Start of INPUT DATA
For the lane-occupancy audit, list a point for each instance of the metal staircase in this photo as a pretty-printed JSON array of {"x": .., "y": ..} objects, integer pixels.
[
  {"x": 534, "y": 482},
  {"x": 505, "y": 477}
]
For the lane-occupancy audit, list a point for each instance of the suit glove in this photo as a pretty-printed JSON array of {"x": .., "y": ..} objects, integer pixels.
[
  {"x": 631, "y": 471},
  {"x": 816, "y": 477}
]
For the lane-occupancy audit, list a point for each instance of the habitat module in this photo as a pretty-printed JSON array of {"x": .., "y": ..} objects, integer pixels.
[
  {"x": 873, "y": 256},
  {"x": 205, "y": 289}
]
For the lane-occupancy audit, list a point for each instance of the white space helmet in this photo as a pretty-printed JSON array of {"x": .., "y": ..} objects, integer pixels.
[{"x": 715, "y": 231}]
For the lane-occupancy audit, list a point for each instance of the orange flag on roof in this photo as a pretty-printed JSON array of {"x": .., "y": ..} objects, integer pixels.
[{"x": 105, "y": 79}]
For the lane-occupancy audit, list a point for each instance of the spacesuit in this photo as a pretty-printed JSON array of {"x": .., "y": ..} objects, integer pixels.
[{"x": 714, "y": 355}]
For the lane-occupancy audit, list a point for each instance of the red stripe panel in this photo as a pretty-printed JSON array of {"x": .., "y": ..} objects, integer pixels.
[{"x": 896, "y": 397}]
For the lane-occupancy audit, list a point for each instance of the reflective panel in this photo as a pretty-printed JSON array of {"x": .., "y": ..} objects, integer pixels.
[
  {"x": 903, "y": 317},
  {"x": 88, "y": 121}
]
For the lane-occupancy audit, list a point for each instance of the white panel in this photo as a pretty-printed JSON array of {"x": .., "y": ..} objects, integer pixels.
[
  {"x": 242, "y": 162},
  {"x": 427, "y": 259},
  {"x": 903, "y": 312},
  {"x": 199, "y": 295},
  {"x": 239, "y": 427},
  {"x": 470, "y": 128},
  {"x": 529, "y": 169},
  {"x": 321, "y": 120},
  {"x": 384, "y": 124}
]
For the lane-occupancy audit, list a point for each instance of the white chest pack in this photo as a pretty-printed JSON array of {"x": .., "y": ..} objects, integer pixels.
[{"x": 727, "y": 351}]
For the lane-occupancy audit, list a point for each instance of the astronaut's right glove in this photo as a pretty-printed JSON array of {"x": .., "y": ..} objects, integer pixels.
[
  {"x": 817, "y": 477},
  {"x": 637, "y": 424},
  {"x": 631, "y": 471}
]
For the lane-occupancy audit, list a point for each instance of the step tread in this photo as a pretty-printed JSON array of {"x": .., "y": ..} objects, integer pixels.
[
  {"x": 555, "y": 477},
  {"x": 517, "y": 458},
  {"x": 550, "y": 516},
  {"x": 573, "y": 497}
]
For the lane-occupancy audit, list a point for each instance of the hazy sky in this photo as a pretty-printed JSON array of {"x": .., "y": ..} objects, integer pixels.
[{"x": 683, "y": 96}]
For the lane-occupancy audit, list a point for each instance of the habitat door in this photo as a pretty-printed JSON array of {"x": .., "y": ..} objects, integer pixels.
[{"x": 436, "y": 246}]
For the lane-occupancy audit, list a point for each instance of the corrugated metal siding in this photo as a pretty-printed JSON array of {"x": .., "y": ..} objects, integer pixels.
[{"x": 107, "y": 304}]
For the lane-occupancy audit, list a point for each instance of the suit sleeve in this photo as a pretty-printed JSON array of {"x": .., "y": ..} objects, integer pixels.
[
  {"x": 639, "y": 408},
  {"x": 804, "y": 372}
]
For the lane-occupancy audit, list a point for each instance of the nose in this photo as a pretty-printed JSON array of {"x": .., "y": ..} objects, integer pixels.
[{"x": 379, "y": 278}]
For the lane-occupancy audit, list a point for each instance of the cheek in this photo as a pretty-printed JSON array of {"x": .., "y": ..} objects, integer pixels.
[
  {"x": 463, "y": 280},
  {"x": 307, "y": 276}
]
End of INPUT DATA
Start of INPUT DATA
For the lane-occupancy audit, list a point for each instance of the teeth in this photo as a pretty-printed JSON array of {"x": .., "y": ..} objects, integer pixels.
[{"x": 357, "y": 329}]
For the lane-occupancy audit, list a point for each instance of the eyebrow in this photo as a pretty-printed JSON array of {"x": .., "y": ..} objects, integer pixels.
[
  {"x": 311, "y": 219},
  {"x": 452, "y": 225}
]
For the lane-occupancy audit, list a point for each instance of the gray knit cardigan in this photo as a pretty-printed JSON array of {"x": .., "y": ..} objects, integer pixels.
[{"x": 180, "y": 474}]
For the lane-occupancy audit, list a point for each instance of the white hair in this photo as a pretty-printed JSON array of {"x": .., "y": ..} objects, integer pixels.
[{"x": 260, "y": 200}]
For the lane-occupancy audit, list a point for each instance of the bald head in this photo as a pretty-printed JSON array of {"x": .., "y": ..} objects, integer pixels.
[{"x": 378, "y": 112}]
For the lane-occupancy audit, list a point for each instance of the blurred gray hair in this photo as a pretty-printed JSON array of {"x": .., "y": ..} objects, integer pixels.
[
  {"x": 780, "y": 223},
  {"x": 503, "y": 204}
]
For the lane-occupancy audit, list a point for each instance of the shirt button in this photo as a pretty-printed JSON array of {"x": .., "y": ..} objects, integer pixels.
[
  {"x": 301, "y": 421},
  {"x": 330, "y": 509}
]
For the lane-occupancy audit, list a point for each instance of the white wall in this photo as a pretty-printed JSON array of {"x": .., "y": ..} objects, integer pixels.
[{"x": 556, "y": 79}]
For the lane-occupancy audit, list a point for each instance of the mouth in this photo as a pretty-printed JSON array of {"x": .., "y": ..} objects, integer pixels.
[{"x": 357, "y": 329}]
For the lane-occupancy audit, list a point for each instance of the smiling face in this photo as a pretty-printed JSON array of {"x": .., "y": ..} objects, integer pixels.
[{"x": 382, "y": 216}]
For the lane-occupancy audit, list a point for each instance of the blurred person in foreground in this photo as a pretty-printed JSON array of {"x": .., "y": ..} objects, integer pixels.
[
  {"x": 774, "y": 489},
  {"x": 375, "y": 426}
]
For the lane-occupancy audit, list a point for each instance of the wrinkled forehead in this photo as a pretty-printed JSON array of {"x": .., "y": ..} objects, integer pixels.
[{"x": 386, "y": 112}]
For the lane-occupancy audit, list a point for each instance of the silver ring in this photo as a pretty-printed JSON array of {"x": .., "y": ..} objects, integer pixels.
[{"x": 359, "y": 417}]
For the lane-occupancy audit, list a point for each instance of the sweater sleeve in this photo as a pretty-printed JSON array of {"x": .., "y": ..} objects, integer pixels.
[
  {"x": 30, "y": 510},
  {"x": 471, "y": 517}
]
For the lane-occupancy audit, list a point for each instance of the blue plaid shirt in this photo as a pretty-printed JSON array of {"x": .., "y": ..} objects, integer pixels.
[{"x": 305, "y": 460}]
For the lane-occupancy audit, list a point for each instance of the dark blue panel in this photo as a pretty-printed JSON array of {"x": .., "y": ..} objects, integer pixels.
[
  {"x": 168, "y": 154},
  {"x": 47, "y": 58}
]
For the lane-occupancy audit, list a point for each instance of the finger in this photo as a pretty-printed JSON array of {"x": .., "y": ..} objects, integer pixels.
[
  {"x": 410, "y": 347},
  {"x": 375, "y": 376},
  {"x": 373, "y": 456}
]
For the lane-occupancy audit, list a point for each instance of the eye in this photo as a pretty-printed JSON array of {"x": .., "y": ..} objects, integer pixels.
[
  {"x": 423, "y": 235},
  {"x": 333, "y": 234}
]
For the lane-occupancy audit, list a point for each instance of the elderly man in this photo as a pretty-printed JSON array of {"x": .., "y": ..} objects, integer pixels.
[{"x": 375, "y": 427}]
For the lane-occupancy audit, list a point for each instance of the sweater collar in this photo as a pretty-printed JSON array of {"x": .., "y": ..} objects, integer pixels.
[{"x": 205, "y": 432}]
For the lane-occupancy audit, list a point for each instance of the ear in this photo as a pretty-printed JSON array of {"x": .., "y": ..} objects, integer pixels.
End of INPUT DATA
▸ **AIM OF THE TASK**
Gather every line in the records above that contains the word "glove", and copy each one in full.

▸ **THE ANSWER**
For the lane-occupancy audit, list a point for each instance of the suit glove in this photo as a pretty-printed JSON array of {"x": .., "y": ..} objects, integer pixels.
For the lane-occupancy audit, list a point for each instance of the astronaut's right glove in this photo as a pretty-printed JSON array of {"x": .., "y": ..} objects, integer pixels.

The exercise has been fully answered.